WHAT YOU HAVE TO DO:
Quote each of the items below verbatim, from first to last.

THE INPUT:

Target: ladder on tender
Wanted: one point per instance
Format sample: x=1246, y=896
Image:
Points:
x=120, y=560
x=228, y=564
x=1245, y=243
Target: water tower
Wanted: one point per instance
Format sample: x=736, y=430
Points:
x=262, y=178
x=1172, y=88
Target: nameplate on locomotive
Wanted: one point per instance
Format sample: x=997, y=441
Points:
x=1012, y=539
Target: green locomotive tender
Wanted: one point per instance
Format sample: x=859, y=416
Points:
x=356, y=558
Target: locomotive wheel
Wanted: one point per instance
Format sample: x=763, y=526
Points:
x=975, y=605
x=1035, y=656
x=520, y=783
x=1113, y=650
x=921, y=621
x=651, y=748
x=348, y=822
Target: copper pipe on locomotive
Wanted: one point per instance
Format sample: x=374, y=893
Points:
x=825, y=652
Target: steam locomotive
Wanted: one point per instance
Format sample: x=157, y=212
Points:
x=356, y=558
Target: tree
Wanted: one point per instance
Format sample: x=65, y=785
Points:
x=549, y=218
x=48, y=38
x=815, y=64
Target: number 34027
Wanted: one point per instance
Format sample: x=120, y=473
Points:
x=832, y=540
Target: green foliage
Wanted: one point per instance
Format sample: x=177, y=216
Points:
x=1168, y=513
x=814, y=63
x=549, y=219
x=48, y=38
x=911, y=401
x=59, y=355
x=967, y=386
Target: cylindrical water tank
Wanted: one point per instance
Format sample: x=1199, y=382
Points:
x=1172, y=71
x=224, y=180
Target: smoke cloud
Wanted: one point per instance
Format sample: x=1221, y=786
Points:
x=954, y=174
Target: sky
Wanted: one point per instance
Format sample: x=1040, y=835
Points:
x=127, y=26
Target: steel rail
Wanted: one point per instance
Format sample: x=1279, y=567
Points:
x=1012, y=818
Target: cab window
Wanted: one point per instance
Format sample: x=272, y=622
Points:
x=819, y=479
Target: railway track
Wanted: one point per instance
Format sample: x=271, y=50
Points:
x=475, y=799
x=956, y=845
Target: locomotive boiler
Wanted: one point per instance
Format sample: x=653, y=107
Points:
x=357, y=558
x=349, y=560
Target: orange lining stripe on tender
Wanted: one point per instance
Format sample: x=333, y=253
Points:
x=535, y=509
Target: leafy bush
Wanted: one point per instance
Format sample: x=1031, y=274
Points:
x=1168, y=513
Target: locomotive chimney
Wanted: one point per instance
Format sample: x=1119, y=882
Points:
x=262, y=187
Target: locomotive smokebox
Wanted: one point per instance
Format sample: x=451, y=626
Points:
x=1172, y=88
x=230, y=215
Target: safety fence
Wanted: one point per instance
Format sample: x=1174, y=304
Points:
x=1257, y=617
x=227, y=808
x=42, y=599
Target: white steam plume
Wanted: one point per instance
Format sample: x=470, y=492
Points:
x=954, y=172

RESULT FOR THIS EXERCISE:
Target: ladder on tender
Wanted: one point per instance
Format sample: x=1246, y=896
Image:
Points:
x=120, y=560
x=228, y=564
x=1245, y=243
Target: water tower
Wanted: one point per instance
Format sample: x=736, y=430
Points:
x=262, y=178
x=1172, y=88
Target: nameplate on locomotive
Wanted: one point per instance
Format sample: x=997, y=441
Points:
x=1012, y=539
Target: green locomotive tender
Wanted: one point per instance
Format sample: x=859, y=416
Points:
x=356, y=558
Target: locomotive wheel
Wanted: one point per instance
Format sample: x=763, y=526
Points:
x=975, y=605
x=1035, y=656
x=520, y=783
x=1113, y=650
x=921, y=621
x=651, y=748
x=348, y=822
Target: copper pipe on locomotive
Wanted: one point per instance
Format sample: x=374, y=893
Points:
x=825, y=652
Target: steam locomotive
Wanted: one point per instance
Format sample: x=157, y=212
Points:
x=356, y=558
Target: tree
Wanted: one point per instance
Format sample: x=65, y=785
Points:
x=549, y=218
x=48, y=38
x=815, y=64
Target: number 34027
Wanted: one point per instance
Format sample: x=120, y=473
Points:
x=832, y=540
Target: green foliage
Wanted: one point per instance
Format sample: x=177, y=216
Points:
x=1168, y=513
x=814, y=63
x=549, y=219
x=48, y=38
x=911, y=401
x=59, y=355
x=967, y=386
Target: cylindrical water tank
Wanted: one point per instance
Format sample: x=1199, y=382
Points:
x=1172, y=71
x=224, y=180
Target: smoke cloud
Wanted: one point per instance
Format sample: x=1221, y=786
Points:
x=954, y=174
Target: sky
Wanted: one point per instance
Format sample: x=1040, y=835
Points:
x=127, y=26
Target: steel rail
Wanted: one point per instance
Format sample: x=1279, y=567
Points:
x=1012, y=818
Target: cab window
Wanted: one point per instance
Format sample: x=272, y=622
Points:
x=819, y=479
Target: railway track
Wanted: one point per instance
Format sample: x=271, y=50
Points:
x=475, y=799
x=956, y=845
Target: locomotive boiler
Wanted: one point per instance
Format sample: x=653, y=107
Points:
x=357, y=558
x=349, y=560
Target: orange lining stripe on tender
Wanted: one point per instance
Format sample: x=333, y=253
Points:
x=535, y=509
Target: leafy bush
Wanted: one point per instance
Format sample: x=1031, y=274
Points:
x=1168, y=513
Target: locomotive chimney
Wanted: one point per instance
Format sample: x=1119, y=882
Points:
x=262, y=187
Target: locomotive smokebox
Wanted: one point per instance
Format sample: x=451, y=626
Points:
x=1172, y=88
x=230, y=215
Target: safety fence
Wanted: one point per instance
Format sample: x=1174, y=304
Points:
x=1257, y=617
x=227, y=808
x=42, y=599
Target: white steam plume
Wanted: one point per instance
Format sample: x=470, y=492
Points:
x=954, y=172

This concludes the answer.